Required work |
Output, without alteration, the first line of the entries and each line after it, stopping with the line that contains "Expected: one point per instance of the standing".

(Data items)
==*==
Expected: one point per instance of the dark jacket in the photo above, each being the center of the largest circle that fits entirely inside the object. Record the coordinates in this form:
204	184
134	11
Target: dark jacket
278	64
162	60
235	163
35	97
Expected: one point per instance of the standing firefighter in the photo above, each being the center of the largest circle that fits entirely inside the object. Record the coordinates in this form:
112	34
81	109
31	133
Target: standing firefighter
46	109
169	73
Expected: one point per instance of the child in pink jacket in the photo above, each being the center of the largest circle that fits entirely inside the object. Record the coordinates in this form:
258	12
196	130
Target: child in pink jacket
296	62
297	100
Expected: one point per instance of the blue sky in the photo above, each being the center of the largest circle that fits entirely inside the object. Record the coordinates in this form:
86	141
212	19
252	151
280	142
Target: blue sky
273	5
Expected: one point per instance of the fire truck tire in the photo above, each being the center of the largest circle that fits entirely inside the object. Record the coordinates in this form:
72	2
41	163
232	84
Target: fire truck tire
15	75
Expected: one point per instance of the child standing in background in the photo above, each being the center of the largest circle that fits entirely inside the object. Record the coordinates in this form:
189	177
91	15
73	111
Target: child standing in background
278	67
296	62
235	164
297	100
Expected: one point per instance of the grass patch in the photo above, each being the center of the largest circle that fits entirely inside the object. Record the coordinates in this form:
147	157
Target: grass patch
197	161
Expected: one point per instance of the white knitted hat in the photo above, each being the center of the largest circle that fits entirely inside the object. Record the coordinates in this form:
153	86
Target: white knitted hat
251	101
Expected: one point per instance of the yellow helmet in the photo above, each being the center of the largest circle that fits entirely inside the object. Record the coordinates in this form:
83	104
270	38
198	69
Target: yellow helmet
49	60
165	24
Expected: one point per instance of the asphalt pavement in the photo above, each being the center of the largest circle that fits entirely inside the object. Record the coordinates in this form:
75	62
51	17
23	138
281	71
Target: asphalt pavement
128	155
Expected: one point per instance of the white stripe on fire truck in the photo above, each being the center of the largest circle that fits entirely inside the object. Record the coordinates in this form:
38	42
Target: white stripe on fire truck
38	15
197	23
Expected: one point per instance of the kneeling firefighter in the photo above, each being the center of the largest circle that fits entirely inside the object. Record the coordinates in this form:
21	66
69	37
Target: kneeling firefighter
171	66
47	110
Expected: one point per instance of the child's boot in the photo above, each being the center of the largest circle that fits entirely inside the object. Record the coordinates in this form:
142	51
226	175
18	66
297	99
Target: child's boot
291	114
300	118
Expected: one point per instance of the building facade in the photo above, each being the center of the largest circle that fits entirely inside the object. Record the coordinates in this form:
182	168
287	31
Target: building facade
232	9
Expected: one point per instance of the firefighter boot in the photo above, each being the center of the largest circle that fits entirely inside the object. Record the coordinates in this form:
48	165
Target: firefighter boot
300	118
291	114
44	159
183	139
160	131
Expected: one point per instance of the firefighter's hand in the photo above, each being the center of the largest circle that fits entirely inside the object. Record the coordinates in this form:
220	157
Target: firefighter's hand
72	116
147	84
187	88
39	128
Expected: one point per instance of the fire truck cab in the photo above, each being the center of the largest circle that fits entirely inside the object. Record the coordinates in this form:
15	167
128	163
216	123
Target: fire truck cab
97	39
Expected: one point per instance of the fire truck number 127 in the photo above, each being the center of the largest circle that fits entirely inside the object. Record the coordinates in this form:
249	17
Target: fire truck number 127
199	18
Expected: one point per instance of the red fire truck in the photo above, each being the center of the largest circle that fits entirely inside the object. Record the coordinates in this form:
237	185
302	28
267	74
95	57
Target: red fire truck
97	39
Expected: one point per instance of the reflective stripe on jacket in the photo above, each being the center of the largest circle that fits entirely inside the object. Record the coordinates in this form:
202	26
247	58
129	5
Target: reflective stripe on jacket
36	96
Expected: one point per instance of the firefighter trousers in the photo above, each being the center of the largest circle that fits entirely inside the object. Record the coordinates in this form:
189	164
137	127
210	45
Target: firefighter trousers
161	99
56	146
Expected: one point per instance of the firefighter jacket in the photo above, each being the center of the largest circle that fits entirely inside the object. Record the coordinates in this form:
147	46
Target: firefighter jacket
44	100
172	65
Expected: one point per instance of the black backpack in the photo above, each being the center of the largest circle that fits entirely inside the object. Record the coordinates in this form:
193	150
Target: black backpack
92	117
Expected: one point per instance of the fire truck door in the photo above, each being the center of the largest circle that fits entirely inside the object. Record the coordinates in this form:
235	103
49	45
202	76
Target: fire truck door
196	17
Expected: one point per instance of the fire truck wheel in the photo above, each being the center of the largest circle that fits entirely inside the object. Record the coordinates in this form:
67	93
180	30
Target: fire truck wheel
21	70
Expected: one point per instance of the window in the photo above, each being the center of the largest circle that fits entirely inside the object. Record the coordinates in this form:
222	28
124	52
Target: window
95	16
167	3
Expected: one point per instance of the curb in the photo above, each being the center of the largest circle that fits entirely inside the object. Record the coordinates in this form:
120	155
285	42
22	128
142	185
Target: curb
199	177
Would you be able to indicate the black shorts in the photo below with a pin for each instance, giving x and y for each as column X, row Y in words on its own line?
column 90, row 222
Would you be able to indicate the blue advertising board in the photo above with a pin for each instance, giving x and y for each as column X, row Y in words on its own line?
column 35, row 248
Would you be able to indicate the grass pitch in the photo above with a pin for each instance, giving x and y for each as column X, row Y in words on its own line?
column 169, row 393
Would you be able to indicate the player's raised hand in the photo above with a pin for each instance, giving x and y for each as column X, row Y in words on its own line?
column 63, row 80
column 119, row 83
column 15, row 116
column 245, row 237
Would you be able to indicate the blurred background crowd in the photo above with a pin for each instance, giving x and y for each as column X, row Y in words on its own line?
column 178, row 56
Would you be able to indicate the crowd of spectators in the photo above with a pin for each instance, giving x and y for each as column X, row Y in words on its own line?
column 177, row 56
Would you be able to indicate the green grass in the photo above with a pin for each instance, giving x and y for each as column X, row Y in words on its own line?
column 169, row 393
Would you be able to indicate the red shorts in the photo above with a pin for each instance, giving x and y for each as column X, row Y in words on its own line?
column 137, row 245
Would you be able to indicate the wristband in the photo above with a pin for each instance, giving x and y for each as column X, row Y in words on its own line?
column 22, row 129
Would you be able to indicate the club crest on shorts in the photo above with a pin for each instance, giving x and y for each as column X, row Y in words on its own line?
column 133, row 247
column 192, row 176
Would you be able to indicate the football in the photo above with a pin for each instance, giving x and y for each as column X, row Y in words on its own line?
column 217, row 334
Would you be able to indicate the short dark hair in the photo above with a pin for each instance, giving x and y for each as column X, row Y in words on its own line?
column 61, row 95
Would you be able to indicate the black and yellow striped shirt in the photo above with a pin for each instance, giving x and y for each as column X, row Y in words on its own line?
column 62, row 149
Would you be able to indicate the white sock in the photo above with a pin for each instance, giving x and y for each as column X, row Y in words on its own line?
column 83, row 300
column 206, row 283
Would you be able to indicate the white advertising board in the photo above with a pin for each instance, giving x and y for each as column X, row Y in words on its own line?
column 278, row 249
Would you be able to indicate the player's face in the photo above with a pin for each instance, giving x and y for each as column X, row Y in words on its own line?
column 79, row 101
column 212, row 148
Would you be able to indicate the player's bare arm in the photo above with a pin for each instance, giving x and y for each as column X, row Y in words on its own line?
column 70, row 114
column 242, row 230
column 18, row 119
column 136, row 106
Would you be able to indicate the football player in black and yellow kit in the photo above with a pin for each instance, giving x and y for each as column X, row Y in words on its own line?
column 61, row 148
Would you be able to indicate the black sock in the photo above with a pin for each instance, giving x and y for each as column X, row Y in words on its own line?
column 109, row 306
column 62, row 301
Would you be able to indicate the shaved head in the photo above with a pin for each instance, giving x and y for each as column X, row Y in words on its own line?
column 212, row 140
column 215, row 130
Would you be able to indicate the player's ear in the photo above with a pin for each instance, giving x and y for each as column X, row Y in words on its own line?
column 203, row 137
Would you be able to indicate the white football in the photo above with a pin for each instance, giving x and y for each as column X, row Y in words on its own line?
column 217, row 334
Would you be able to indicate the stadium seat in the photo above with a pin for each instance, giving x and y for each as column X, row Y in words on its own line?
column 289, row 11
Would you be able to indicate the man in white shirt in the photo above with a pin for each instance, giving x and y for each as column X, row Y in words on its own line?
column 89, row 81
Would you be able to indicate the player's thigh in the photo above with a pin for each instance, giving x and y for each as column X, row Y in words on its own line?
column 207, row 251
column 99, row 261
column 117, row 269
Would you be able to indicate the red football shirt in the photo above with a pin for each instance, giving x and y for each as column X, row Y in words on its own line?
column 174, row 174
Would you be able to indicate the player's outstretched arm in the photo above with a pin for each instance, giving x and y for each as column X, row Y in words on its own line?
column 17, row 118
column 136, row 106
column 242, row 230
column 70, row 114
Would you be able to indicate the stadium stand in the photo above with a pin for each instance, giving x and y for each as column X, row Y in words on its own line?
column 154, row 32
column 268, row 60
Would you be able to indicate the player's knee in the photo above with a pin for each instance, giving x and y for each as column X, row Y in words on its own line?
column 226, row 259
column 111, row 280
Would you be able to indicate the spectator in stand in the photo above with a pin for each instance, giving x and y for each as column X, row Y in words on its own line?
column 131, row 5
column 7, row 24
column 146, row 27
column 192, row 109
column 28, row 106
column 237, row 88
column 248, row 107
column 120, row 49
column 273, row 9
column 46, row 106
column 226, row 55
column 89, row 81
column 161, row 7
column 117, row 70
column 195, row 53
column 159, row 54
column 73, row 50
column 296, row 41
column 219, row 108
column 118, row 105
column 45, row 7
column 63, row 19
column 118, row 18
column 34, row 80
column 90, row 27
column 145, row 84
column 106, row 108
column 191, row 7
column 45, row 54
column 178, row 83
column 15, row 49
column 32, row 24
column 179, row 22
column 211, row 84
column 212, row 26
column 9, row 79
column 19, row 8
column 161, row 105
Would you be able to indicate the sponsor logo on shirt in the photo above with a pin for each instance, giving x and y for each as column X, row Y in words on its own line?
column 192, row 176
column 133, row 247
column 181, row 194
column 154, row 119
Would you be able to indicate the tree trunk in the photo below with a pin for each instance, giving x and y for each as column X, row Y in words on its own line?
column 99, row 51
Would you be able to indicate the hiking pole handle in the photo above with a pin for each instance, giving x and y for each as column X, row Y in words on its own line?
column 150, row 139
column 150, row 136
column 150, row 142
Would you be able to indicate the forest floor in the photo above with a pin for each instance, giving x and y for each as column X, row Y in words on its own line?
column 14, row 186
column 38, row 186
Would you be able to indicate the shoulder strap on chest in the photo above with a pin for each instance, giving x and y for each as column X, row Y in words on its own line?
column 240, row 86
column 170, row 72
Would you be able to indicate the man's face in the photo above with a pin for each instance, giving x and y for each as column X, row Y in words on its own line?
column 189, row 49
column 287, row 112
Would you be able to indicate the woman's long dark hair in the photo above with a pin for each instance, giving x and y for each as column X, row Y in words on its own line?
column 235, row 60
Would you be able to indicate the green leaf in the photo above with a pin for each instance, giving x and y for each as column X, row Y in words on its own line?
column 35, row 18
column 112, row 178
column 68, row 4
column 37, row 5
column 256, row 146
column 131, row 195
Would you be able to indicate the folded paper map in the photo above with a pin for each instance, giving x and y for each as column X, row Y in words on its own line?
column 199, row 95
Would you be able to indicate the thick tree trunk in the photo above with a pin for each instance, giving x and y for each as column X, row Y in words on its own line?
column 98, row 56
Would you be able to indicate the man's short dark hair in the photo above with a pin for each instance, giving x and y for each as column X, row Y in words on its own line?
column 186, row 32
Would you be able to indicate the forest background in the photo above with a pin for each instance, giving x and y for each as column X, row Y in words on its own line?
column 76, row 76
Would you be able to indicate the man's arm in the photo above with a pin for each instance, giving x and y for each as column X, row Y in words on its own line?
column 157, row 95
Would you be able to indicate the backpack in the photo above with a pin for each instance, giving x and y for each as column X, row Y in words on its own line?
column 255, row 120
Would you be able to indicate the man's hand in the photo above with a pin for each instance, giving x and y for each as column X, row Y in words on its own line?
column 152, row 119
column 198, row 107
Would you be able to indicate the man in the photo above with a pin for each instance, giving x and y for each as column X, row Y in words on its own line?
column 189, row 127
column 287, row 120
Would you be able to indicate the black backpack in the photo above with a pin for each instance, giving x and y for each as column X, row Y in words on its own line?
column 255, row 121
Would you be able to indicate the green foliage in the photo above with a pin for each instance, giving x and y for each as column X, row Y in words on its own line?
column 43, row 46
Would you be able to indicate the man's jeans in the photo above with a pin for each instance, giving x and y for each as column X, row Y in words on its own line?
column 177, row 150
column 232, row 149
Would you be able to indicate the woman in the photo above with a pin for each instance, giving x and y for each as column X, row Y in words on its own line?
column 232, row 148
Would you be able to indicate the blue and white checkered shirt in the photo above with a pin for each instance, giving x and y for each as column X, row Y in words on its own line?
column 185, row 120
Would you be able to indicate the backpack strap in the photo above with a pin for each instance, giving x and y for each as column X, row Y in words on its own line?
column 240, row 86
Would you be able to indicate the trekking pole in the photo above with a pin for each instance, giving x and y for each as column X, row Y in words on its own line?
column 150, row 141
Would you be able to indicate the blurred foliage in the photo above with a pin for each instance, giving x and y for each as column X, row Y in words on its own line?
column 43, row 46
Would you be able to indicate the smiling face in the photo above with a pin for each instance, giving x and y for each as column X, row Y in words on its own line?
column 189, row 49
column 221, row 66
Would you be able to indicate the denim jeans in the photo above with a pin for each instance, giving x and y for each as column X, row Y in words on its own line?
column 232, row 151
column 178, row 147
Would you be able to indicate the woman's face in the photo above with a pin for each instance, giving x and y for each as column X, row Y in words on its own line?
==*==
Answer space |
Expected: one point per instance of the dark jacket in the photo above, each being the center of the largest circle that fits entirely inside the object. Record the coordinates in this form:
204	184
134	11
Target: dark jacket
278	64
162	60
235	163
35	97
Expected: one point per instance of the standing firefighter in the photo above, each being the center of the largest circle that fits entirely inside the object. Record the coordinates in this form:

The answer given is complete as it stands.